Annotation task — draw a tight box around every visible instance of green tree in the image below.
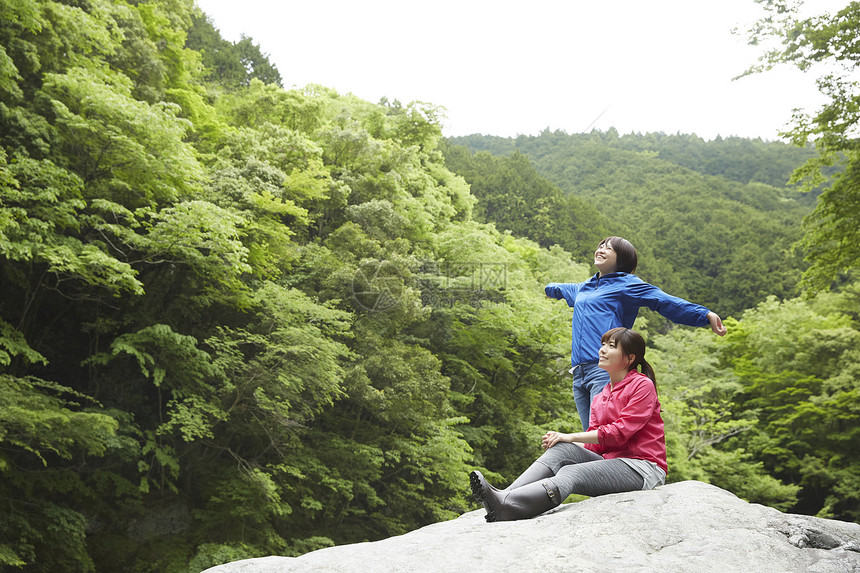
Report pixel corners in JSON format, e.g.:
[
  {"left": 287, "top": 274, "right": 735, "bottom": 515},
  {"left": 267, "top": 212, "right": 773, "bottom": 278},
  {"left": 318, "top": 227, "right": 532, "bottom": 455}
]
[{"left": 747, "top": 0, "right": 860, "bottom": 290}]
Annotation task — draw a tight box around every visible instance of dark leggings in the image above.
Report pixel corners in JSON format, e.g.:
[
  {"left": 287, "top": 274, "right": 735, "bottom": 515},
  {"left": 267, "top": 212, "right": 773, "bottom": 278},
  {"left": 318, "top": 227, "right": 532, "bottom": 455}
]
[{"left": 537, "top": 442, "right": 645, "bottom": 499}]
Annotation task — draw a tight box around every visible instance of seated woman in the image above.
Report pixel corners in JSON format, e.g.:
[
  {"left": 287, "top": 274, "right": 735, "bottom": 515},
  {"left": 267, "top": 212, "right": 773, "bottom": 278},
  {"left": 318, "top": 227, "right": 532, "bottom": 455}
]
[{"left": 469, "top": 327, "right": 667, "bottom": 521}]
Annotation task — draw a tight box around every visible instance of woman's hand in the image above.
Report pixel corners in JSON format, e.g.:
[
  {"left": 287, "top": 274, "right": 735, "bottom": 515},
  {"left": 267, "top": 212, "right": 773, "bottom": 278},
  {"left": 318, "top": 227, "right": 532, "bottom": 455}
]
[
  {"left": 708, "top": 312, "right": 728, "bottom": 336},
  {"left": 541, "top": 432, "right": 573, "bottom": 450}
]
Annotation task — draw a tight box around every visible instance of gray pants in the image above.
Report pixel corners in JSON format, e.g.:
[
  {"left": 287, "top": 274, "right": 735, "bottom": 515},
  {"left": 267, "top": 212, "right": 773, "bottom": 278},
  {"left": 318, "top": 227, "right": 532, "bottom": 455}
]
[{"left": 537, "top": 442, "right": 645, "bottom": 499}]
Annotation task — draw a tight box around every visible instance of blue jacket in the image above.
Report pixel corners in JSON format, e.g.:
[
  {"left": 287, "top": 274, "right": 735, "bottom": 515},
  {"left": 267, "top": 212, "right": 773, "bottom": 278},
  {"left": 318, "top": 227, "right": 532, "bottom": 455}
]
[{"left": 544, "top": 273, "right": 710, "bottom": 366}]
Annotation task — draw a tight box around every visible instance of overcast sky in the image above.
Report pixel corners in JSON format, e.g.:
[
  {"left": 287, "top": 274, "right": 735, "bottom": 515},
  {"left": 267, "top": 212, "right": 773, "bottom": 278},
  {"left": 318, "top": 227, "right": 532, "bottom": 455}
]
[{"left": 198, "top": 0, "right": 847, "bottom": 140}]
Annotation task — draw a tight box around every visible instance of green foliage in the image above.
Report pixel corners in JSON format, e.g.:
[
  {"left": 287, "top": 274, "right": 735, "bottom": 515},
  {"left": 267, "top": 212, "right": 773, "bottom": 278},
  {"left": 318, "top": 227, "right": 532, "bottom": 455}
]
[
  {"left": 436, "top": 142, "right": 609, "bottom": 258},
  {"left": 449, "top": 130, "right": 810, "bottom": 318},
  {"left": 653, "top": 288, "right": 860, "bottom": 521}
]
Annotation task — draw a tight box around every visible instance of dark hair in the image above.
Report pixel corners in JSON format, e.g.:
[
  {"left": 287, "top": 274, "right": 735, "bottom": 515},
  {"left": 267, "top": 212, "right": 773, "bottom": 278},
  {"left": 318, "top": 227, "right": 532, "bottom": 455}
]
[
  {"left": 597, "top": 237, "right": 639, "bottom": 275},
  {"left": 600, "top": 326, "right": 657, "bottom": 387}
]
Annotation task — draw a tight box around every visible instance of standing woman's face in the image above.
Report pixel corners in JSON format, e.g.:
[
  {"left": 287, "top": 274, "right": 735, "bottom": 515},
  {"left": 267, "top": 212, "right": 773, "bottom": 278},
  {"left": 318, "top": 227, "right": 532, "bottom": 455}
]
[{"left": 594, "top": 241, "right": 618, "bottom": 276}]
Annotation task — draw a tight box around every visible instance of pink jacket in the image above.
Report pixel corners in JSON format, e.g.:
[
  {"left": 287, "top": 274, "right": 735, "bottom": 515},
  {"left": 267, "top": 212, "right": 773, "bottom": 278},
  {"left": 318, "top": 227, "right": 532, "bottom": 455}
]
[{"left": 585, "top": 370, "right": 669, "bottom": 474}]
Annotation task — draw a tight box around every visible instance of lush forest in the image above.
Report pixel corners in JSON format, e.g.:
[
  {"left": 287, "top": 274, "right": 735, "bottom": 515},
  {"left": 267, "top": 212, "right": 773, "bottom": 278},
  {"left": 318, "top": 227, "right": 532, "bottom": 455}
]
[
  {"left": 0, "top": 0, "right": 860, "bottom": 572},
  {"left": 446, "top": 130, "right": 816, "bottom": 316}
]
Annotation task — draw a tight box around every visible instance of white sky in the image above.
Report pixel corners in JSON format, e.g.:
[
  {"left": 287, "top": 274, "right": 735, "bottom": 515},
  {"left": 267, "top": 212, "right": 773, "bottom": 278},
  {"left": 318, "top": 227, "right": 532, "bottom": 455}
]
[{"left": 197, "top": 0, "right": 847, "bottom": 140}]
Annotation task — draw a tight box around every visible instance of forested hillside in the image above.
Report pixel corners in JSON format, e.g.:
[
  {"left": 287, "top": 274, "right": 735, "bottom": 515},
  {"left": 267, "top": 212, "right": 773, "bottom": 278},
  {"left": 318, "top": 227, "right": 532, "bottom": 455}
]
[{"left": 0, "top": 0, "right": 860, "bottom": 573}]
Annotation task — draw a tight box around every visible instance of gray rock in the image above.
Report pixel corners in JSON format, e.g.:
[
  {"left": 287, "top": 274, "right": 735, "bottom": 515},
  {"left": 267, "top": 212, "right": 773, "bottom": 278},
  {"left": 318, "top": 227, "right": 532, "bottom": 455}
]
[{"left": 205, "top": 481, "right": 860, "bottom": 573}]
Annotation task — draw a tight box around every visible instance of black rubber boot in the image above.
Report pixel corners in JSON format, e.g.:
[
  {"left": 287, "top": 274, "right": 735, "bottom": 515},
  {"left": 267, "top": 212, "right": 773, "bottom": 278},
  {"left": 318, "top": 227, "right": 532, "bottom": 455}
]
[
  {"left": 469, "top": 471, "right": 561, "bottom": 521},
  {"left": 504, "top": 462, "right": 555, "bottom": 491}
]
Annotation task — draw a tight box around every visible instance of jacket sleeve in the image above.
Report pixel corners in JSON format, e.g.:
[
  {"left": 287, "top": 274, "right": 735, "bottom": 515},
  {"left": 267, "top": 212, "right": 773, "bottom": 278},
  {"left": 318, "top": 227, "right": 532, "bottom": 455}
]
[
  {"left": 624, "top": 280, "right": 710, "bottom": 326},
  {"left": 595, "top": 379, "right": 657, "bottom": 453}
]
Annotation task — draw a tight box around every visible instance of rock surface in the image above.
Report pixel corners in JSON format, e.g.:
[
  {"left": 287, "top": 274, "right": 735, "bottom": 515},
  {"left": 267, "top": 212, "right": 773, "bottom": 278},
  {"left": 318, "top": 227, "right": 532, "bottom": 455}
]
[{"left": 205, "top": 481, "right": 860, "bottom": 573}]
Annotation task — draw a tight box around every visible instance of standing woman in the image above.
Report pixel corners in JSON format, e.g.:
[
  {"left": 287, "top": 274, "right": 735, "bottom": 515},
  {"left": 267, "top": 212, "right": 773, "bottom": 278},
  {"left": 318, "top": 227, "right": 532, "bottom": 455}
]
[
  {"left": 544, "top": 237, "right": 726, "bottom": 428},
  {"left": 469, "top": 327, "right": 668, "bottom": 521}
]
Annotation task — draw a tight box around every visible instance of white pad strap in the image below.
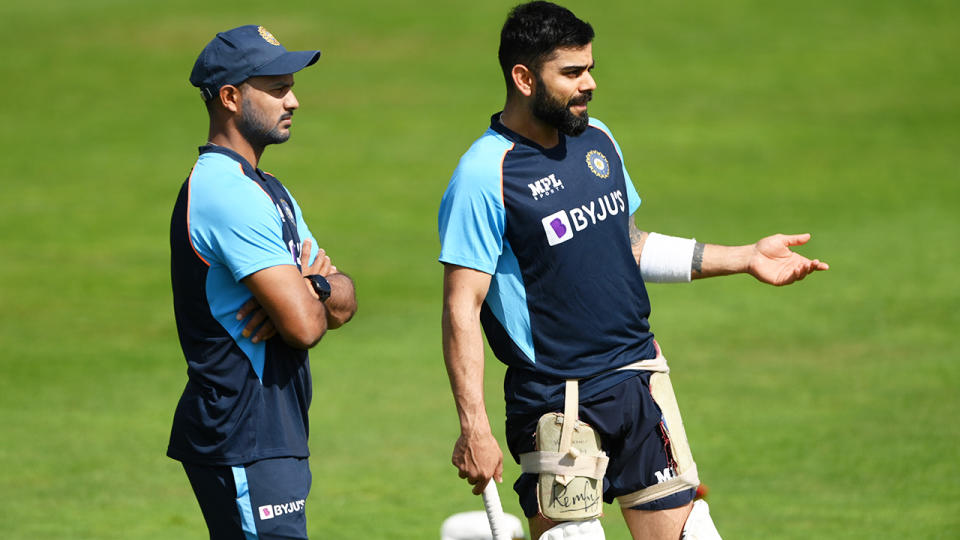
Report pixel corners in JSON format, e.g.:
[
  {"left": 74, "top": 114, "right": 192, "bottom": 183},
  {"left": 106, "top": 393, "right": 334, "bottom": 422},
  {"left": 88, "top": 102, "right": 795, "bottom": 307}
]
[
  {"left": 520, "top": 450, "right": 610, "bottom": 480},
  {"left": 539, "top": 519, "right": 606, "bottom": 540},
  {"left": 680, "top": 499, "right": 722, "bottom": 540},
  {"left": 640, "top": 233, "right": 697, "bottom": 283}
]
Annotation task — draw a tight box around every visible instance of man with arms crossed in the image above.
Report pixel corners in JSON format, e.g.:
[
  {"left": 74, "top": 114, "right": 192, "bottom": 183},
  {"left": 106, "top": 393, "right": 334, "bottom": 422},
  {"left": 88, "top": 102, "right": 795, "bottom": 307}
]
[
  {"left": 167, "top": 25, "right": 357, "bottom": 539},
  {"left": 439, "top": 2, "right": 827, "bottom": 539}
]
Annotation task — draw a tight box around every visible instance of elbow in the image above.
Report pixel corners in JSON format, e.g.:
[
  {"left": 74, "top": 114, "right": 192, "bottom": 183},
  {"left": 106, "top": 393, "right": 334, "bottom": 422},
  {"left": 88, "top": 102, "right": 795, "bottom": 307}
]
[
  {"left": 280, "top": 319, "right": 328, "bottom": 350},
  {"left": 327, "top": 302, "right": 357, "bottom": 330}
]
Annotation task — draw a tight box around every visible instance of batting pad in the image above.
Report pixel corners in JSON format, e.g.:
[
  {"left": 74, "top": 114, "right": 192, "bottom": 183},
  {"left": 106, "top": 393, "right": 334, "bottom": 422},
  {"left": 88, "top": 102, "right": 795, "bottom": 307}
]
[
  {"left": 617, "top": 370, "right": 700, "bottom": 508},
  {"left": 520, "top": 381, "right": 609, "bottom": 521}
]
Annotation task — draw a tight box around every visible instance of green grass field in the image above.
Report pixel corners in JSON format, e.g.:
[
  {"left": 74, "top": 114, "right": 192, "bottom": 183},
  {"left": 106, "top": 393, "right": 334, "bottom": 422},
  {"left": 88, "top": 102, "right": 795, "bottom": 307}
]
[{"left": 0, "top": 0, "right": 960, "bottom": 540}]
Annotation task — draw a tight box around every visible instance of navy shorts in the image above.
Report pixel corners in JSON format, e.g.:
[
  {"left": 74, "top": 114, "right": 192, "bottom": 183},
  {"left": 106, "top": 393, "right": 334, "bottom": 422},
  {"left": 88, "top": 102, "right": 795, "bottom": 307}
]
[
  {"left": 506, "top": 371, "right": 696, "bottom": 518},
  {"left": 183, "top": 458, "right": 311, "bottom": 540}
]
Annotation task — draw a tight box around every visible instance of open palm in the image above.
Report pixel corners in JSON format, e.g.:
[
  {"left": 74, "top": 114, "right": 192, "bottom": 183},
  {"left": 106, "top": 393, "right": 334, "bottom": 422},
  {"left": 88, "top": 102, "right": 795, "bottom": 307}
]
[{"left": 750, "top": 234, "right": 830, "bottom": 286}]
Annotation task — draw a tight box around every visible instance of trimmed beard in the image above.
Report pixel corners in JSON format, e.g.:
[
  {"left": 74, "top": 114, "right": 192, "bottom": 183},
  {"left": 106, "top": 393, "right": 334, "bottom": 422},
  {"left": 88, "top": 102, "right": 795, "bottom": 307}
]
[
  {"left": 531, "top": 75, "right": 593, "bottom": 137},
  {"left": 237, "top": 96, "right": 293, "bottom": 148}
]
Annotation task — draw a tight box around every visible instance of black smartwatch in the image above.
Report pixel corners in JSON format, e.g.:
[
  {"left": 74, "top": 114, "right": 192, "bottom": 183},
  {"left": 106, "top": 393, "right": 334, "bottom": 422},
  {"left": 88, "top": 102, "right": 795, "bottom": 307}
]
[{"left": 305, "top": 274, "right": 330, "bottom": 302}]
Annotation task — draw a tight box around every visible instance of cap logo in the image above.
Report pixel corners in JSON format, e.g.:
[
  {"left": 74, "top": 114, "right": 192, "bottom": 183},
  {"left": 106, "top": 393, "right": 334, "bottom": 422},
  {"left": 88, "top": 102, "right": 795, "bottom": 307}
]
[{"left": 257, "top": 26, "right": 280, "bottom": 47}]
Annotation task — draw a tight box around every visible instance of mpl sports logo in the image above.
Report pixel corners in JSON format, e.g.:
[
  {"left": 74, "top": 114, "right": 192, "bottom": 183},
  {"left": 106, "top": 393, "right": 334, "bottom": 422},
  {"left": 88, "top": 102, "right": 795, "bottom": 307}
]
[
  {"left": 527, "top": 174, "right": 563, "bottom": 201},
  {"left": 257, "top": 499, "right": 306, "bottom": 521},
  {"left": 540, "top": 189, "right": 627, "bottom": 246}
]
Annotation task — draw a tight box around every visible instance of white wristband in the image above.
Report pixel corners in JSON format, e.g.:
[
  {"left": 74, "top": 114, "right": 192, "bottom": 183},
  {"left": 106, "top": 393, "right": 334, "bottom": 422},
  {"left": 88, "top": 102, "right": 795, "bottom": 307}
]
[{"left": 640, "top": 233, "right": 697, "bottom": 283}]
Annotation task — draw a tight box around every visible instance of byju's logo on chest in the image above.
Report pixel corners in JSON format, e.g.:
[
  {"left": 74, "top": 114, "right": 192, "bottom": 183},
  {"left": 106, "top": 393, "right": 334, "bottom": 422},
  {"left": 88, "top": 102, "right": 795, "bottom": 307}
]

■ **AIM**:
Would you give again, word for word, every line from the one with "wristband in the image above." through the final line of the listing above?

■ **ANSWER BELOW**:
Annotation task — draw a tight box around every visible instance of white wristband in the image above.
Report pixel corners in JSON format, e.g.:
[
  {"left": 74, "top": 114, "right": 192, "bottom": 183},
  {"left": 106, "top": 393, "right": 334, "bottom": 422},
  {"left": 88, "top": 102, "right": 795, "bottom": 307}
]
[{"left": 640, "top": 233, "right": 697, "bottom": 283}]
Annotation task — draw a tight box around every visible instance of byju's logo on chest in the image above.
Report pixel corners in JSON format, e.g.:
[
  {"left": 74, "top": 114, "right": 192, "bottom": 183},
  {"left": 106, "top": 393, "right": 334, "bottom": 422},
  {"left": 88, "top": 102, "right": 795, "bottom": 307}
]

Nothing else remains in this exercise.